Excerpt provided ▸
Formal to casual. In contrast to PC interactions with a formal start and finish time marked by booting up and shutting down, instant-on/always-on computing on smartphones and tablets fills in-between moments like standing in line or watching TV.
Arms-length to intimate. With desktops, computing is literally an arms-length activity. With portable form factors like laptops, netbooks, and tablets, computers become something consumers keep close to their body, and they use them in intimate places: The No. 1 place all three devices are used in the home is the living room, followed by an adult’s bedroom.
Abstracted to physical. The mouse/keyboard paradigm relies on an abstracted interaction with content. Touchscreens like those on smartphones and tablets enable direct physical manipulation of content in two-dimensional space. Cameras with facial recognition, voice sensors, and motion sensors like those on the Microsoft Kinect for Xbox 360 permit an even wider range of physical interaction with devices, where a user’s body and voice become the controller.

There are a host of technological innovations that make the post-PC era possible. Form-factor diversity enables computing in more contexts. Flash memory eliminates computing downtime. Wi-Fi and mobile broadband networks permit continuous connectivity. And cloud services support computing across multiple devices.

These technological innovations fuel social change, and vice versa. As people conduct more of their lives online—shopping, banking, entertainment—we require more computing in more places. The rise of social networking requires real-time connectivity to manage our relationships. And eroding work-life boundaries means that consumers demand devices that can do double-duty in their work and personal lives.

Set tasks ▸
1. Check each statement against the post-PC computing passage and answer yes or no, quoting the words that decide it. (a) The living room is the top place in the home where the three devices are used. (b) Flash memory is what permits continuous connectivity. (c) Touchscreens allow direct manipulation of content in three-dimensional space.
2. Echo the stretch of the post-PC computing passage from "Arms-length to intimate." through "an adult’s bedroom.", word for word.

Entries shown ▸
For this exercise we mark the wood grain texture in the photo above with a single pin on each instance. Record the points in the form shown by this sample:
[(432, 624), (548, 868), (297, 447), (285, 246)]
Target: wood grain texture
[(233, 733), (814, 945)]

...

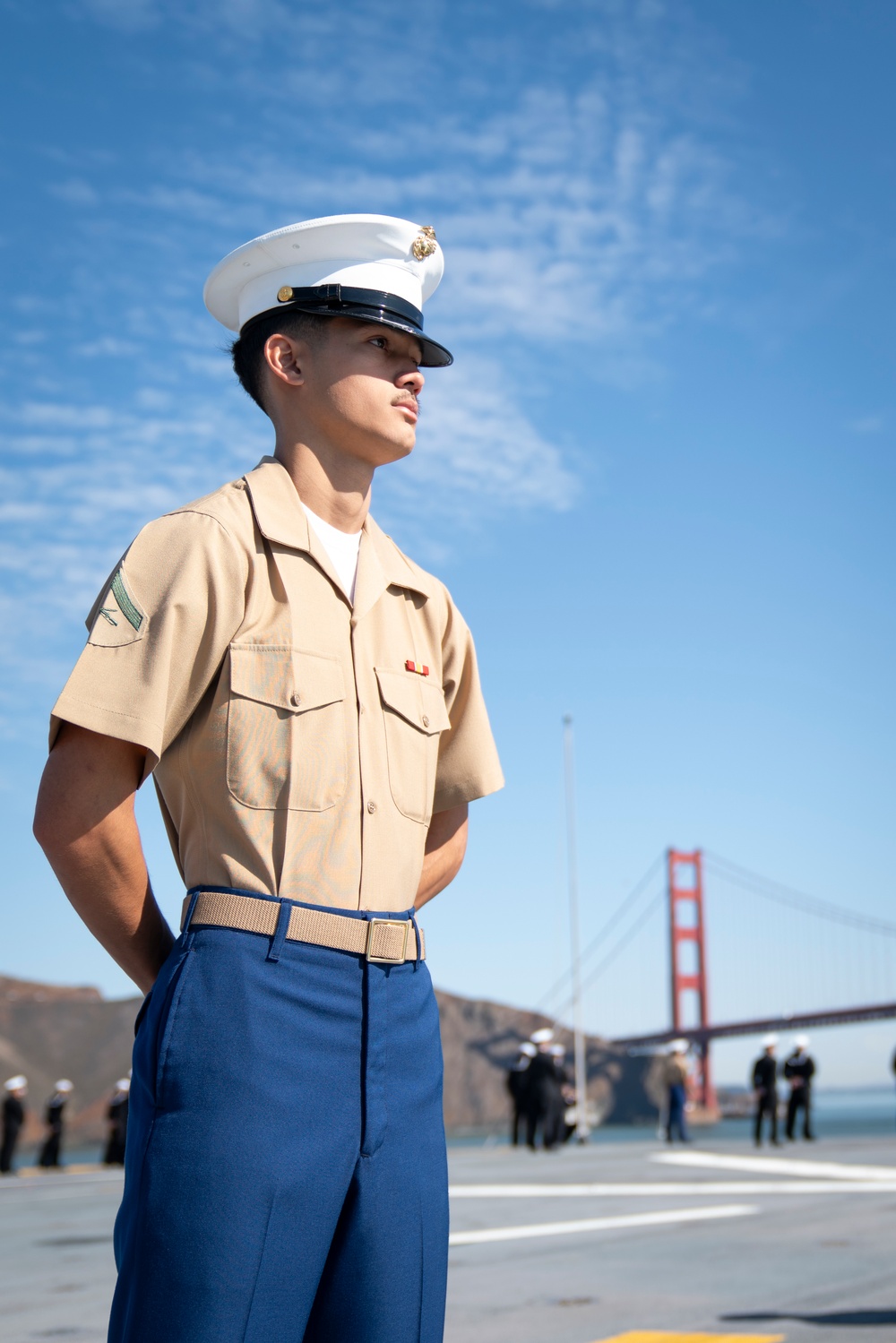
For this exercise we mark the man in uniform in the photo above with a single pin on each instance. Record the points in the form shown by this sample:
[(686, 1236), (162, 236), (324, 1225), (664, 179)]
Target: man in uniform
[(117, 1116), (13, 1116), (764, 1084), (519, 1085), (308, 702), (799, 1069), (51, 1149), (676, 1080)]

...

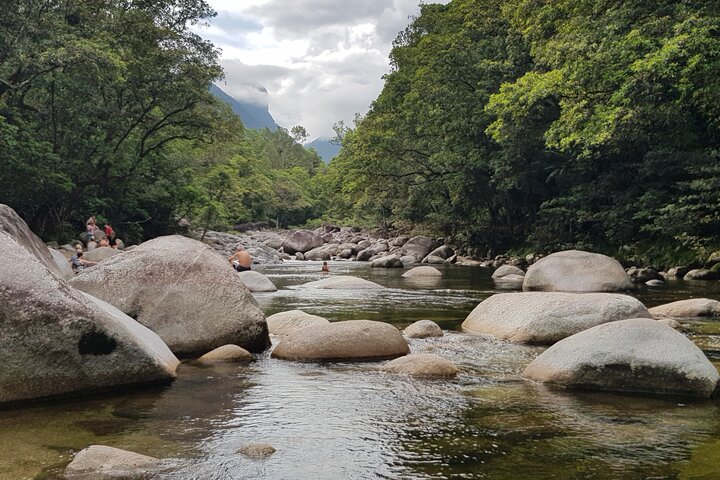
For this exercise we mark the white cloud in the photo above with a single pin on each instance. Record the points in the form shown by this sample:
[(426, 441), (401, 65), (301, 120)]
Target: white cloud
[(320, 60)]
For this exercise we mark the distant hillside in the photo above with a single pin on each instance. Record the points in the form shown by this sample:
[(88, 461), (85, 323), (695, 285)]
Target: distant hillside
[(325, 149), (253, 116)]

Final answers ▸
1.
(a) Yes: "The No. 1 place all three devices are used in the home is the living room"
(b) No: "Flash memory eliminates computing downtime. Wi-Fi and mobile broadband networks permit continuous connectivity."
(c) No: "direct physical manipulation of content in two-dimensional space"

2.
Arms-length to intimate. With desktops, computing is literally an arms-length activity. With portable form factors like laptops, netbooks, and tablets, computers become something consumers keep close to their body, and they use them in intimate places: The No. 1 place all three devices are used in the home is the living room, followed by an adult’s bedroom.